┌─ EXERCISE MATERIAL

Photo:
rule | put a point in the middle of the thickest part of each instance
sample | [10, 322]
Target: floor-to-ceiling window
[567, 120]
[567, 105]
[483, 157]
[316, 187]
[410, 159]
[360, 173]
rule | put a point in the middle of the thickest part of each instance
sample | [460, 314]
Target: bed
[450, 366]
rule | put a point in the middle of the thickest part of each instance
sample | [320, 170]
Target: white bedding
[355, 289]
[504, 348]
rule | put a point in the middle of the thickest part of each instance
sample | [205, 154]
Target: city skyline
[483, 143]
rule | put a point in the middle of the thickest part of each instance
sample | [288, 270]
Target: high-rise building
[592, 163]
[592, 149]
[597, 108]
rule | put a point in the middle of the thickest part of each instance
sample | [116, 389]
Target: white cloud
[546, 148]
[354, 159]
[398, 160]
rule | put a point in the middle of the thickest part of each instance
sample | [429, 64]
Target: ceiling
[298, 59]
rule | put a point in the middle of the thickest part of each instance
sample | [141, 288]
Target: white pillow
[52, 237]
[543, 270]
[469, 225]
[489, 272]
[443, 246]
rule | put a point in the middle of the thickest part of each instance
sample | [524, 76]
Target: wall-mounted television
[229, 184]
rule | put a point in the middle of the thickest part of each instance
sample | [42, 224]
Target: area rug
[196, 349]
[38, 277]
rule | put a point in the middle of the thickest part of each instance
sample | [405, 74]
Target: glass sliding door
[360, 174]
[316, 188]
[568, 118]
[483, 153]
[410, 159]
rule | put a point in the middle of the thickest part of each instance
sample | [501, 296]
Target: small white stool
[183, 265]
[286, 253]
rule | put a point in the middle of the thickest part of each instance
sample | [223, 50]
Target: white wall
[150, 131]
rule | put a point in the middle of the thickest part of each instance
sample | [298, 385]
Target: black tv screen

└─

> [PROBLEM TO WORK ON]
Repeat the records above exactly, from the first line to the last.

> [OUTPUT OF THE TASK]
Photo:
rule | put a point in the middle of the thickest part of each instance
sample | [10, 322]
Target: floor-to-ceiling window
[567, 120]
[567, 105]
[483, 157]
[316, 187]
[410, 159]
[360, 173]
rule | put a point in the middle of the thickest part of each instance
sample | [460, 314]
Target: bed
[450, 366]
rule | put a point in the middle of the thickest part of each instance
sample | [320, 170]
Target: white bedding
[355, 289]
[504, 348]
rule | put a point in the middle of the thickest part of each instance
sample | [205, 154]
Target: city skyline
[483, 143]
rule | put a point in the middle of the thickest part of each instance
sample | [288, 270]
Target: high-rise building
[592, 163]
[592, 149]
[597, 108]
rule | put a point in the middle of the thickest part of each instance
sample | [116, 389]
Target: white cloud
[546, 148]
[354, 159]
[398, 160]
rule | put a point in the middle of the thickest part of each instance
sample | [429, 64]
Target: ceiling
[298, 59]
rule | put a point in the middle of the thickest part of each instance
sample | [141, 288]
Target: white pillow
[52, 237]
[543, 270]
[469, 225]
[489, 272]
[443, 246]
rule | put a point in the middle of the thickest part of each instance
sample | [524, 76]
Target: wall-mounted television
[229, 184]
rule | put a point in the middle of the thickest part of each instance
sample | [42, 224]
Target: area rug
[196, 349]
[38, 277]
rule | put a point in the middle of the thickest part of each instance
sample | [405, 74]
Target: glass sliding door
[360, 174]
[316, 188]
[568, 118]
[483, 153]
[410, 159]
rule | put a point in the middle of the thickest part of each instance
sample | [501, 296]
Target: small white stool
[183, 265]
[286, 253]
rule | put a point in the middle of the thickest part of each instance
sample | [223, 50]
Target: white wall
[150, 131]
rule | put a point in the middle of the thickest part of each instance
sample | [298, 385]
Target: black tv screen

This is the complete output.